[Start of Attachment]

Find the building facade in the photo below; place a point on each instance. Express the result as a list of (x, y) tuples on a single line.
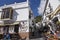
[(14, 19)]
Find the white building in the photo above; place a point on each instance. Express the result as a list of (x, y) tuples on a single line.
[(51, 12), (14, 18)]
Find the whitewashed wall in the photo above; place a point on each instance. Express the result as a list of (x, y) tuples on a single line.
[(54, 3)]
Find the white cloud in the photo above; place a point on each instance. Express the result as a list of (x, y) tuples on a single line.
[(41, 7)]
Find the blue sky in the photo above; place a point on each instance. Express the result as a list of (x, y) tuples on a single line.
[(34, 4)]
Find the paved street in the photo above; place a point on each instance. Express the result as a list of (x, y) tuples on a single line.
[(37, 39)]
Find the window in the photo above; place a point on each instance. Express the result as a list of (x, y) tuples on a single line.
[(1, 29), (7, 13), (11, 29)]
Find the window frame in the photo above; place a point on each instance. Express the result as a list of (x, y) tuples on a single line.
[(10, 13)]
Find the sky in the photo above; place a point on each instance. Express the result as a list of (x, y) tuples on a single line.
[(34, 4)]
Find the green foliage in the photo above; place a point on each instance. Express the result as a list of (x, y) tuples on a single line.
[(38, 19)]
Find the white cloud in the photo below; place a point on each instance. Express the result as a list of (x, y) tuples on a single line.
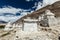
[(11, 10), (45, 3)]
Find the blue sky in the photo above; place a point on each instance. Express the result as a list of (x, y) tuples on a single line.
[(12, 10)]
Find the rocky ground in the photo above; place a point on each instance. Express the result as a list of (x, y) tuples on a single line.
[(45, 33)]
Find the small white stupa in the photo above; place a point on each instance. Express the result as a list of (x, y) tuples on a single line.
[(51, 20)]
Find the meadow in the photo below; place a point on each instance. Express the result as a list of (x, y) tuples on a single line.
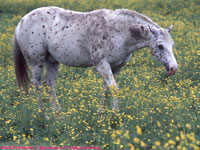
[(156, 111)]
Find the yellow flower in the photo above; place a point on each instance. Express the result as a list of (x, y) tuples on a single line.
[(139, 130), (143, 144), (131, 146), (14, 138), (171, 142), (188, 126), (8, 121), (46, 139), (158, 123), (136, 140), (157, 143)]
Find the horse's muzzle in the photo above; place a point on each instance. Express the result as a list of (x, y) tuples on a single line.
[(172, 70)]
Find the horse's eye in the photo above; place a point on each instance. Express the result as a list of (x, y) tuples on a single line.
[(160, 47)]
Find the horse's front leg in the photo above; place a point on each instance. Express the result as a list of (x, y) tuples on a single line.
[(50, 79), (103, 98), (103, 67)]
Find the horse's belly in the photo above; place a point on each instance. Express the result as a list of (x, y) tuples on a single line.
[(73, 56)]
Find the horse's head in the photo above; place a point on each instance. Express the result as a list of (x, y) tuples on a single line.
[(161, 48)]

[End of Attachment]
[Start of Attachment]

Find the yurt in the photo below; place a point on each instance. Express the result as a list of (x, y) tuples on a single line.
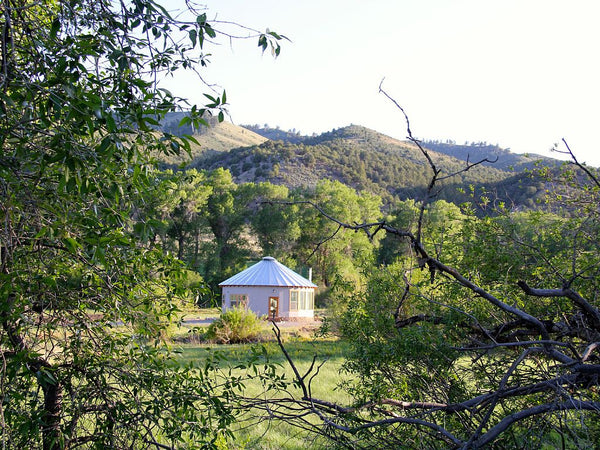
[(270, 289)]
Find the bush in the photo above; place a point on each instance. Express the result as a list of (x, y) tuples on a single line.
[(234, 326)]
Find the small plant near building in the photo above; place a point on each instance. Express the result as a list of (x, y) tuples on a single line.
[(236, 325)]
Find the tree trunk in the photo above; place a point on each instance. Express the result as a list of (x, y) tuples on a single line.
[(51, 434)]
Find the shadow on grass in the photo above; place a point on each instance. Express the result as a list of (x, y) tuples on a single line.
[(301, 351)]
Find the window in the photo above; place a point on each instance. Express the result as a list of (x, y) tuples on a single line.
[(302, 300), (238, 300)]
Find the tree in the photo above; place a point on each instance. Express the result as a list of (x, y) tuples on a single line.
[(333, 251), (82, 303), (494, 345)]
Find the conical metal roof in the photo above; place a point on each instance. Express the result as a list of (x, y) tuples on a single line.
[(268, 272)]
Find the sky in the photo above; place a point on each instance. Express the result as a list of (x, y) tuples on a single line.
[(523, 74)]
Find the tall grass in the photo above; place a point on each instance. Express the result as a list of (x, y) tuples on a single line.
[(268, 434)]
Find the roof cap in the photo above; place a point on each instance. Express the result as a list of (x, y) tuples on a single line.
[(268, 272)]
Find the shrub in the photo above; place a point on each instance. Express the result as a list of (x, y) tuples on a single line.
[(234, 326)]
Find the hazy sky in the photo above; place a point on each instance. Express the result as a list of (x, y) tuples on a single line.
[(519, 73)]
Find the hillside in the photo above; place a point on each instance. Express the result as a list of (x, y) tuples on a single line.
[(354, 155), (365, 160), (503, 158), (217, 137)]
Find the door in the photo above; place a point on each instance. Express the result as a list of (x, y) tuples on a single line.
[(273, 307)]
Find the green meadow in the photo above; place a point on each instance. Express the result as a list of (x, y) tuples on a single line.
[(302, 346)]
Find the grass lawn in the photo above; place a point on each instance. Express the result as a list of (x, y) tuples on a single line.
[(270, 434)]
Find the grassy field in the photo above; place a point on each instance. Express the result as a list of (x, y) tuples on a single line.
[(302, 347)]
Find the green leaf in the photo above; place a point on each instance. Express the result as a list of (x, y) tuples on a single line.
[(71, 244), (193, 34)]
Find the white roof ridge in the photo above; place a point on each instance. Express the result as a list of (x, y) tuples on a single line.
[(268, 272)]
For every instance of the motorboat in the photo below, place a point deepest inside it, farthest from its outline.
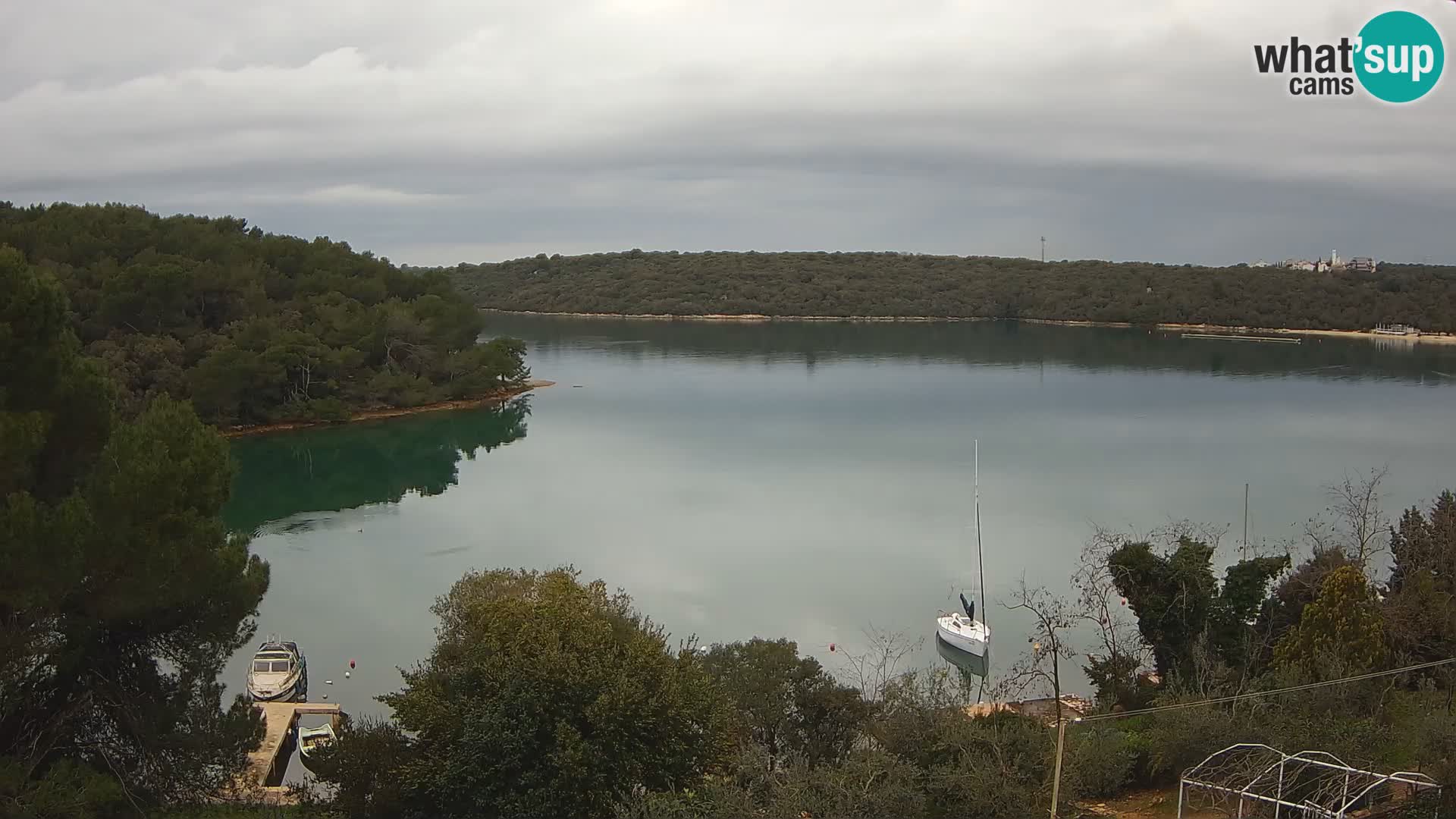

[End of Attachment]

What this task involves - Working from the material above, restate word for word the lines between the line with "Find the grass lawn" and the line with "For every instance", both included, and only those.

Output of the task -
Find the grass lawn in the photo above; place a point on each instance. Express the result as a list of (x, y) tuples on a single line.
[(270, 434)]
Find the grassy field in the photo above; place a point on each instance. Express the result as a list of (x, y) tuples on a single line.
[(302, 347)]
Find the green leaf in the photo above; place a point on each instance. Express the result as a list of (x, y) tuples on a single line.
[(71, 244), (193, 34)]
Find the white roof ridge in the photo above; place a point on each instance. Express the result as a list of (x, y) tuples on a single line.
[(268, 272)]
For every instance of the motorboat in the photo below, place a point deepest inside it, farthest from its outline.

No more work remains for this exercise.